I have kids. Our family has had a family Netflix account since 2017. My daughter decided to jump into 18 Seasons of Grey’s Anatomy last year, and has been binging it ever since.
So when I put together a post last week talking about using SQL to analyze Spotify streaming data, my brain quietly whispered to itself, I bet Netflix data would be more fun.
So let’s do it. Let’s move this data into a database, and use SQL to figure out how much time she’s invested in Dr. Meredith Grey, and her friends.
Step 0: Download your Netflix data.
You request it from your online account. Do that in your browser, not on your Netflix app.
You’ll have to confirm the request. They say it will take up to 30 days. It took only 1 day for me.
Then you’ll get an email saying it’s ready. You’ll following the link, provide your password (again), and download a Zip file.

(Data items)

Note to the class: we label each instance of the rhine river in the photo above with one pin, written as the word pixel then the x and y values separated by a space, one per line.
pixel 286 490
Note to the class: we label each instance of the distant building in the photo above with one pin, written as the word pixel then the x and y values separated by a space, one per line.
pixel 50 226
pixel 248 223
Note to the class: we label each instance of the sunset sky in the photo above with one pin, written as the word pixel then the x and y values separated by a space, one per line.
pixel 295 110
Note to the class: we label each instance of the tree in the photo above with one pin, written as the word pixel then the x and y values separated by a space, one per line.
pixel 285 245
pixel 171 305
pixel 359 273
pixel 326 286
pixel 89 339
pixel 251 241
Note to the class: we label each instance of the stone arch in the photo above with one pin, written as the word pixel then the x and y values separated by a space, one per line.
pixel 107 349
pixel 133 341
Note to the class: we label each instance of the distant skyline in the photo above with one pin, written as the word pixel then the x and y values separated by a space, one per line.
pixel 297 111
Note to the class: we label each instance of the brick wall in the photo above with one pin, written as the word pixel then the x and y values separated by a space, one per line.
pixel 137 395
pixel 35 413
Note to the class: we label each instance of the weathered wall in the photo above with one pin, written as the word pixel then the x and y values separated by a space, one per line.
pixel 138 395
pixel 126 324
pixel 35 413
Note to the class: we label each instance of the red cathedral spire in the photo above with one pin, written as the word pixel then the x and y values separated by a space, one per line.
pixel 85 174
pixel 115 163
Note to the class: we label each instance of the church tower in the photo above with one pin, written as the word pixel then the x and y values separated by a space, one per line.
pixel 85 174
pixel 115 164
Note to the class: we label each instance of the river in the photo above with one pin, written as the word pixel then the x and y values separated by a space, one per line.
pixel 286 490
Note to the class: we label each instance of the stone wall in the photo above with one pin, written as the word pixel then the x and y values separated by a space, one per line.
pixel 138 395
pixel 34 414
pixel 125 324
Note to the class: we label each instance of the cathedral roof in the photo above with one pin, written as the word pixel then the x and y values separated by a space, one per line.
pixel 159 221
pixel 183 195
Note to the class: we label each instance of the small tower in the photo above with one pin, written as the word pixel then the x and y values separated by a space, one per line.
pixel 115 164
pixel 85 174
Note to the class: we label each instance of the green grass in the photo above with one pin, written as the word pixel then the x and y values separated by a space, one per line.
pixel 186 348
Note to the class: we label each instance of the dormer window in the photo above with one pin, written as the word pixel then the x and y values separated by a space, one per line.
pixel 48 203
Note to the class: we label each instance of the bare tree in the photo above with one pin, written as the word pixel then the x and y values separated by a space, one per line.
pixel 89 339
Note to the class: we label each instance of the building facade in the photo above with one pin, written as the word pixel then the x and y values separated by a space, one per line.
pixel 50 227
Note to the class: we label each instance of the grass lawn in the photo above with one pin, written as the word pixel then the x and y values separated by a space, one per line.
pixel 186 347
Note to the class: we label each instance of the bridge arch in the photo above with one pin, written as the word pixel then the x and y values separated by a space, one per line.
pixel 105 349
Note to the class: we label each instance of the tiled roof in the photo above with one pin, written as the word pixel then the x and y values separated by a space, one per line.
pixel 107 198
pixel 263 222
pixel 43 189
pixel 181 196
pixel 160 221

*PROBLEM TO WORK ON*.
From the Netflix post, return verbatim the part that opens with the words containing "I have kids." and closes with "day for me.". The entries have no connection to the Netflix post.

*EXERCISE RESULT*.
I have kids. Our family has had a family Netflix account since 2017. My daughter decided to jump into 18 Seasons of Grey’s Anatomy last year, and has been binging it ever since.
So when I put together a post last week talking about using SQL to analyze Spotify streaming data, my brain quietly whispered to itself, I bet Netflix data would be more fun.
So let’s do it. Let’s move this data into a database, and use SQL to figure out how much time she’s invested in Dr. Meredith Grey, and her friends.
Step 0: Download your Netflix data.
You request it from your online account. Do that in your browser, not on your Netflix app.
You’ll have to confirm the request. They say it will take up to 30 days. It took only 1 day for me.